* _EXERCISE OBJECTIVE_:
From the data below, pull out every line that contains the word "return".

* _RECORDS FOR PROCESSING_:
— begin —

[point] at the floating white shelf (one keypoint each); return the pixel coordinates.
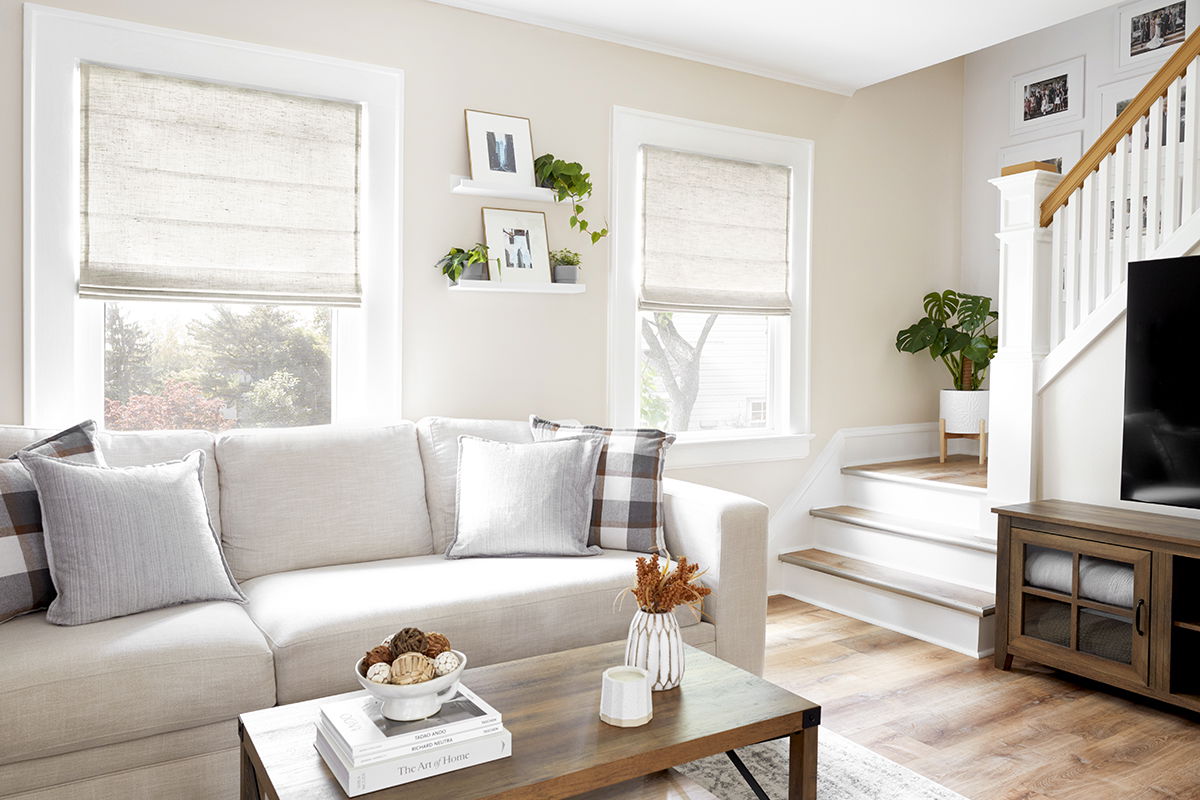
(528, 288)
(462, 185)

— end —
— begin —

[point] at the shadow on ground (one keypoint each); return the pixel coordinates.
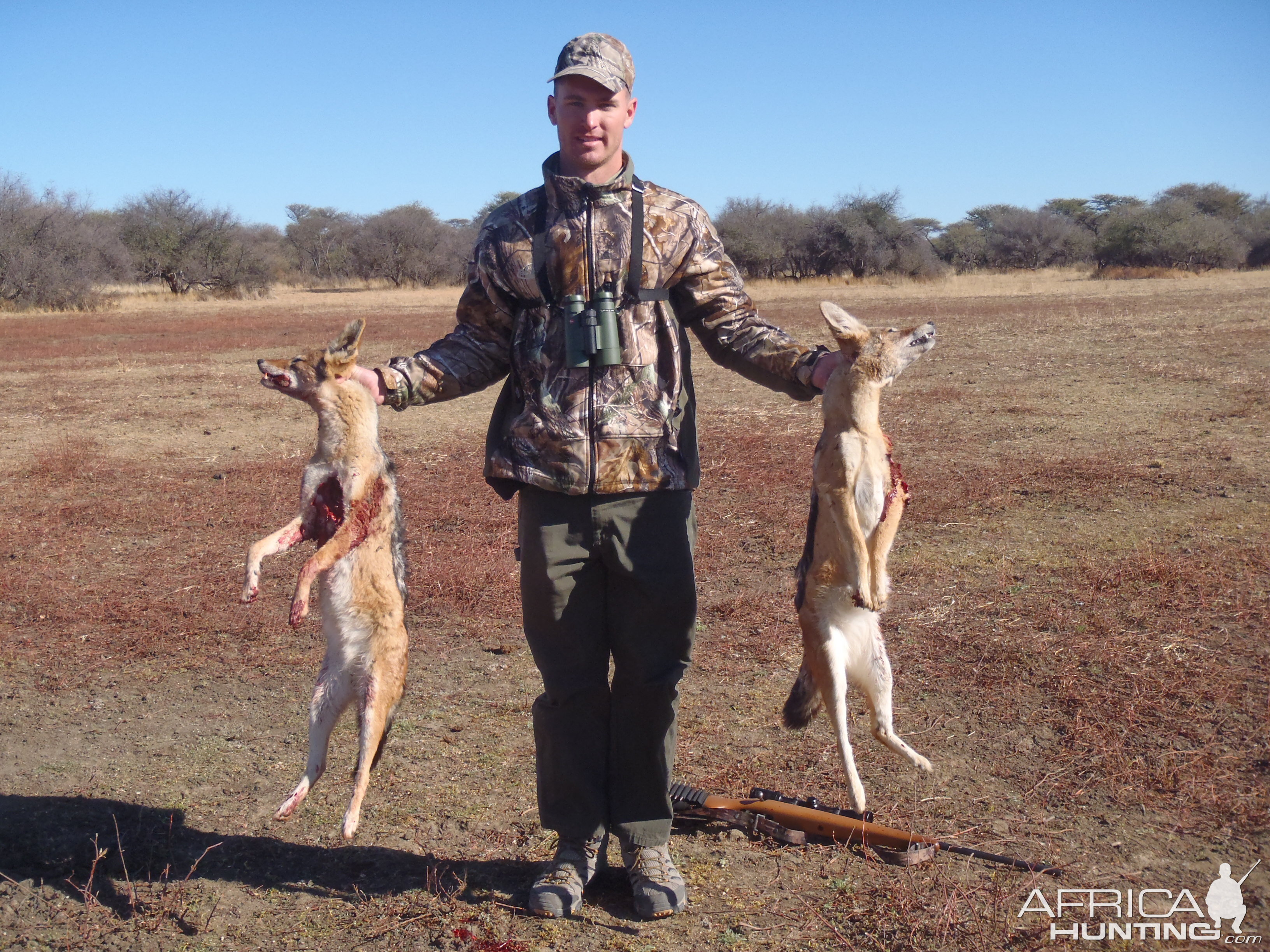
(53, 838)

— end —

* _TASK SOLUTION_:
[point] at the floating white shelf (one keypoint each); return the pixel coordinates.
[point] at the shadow on ground (one keypoint each); return the pixel coordinates.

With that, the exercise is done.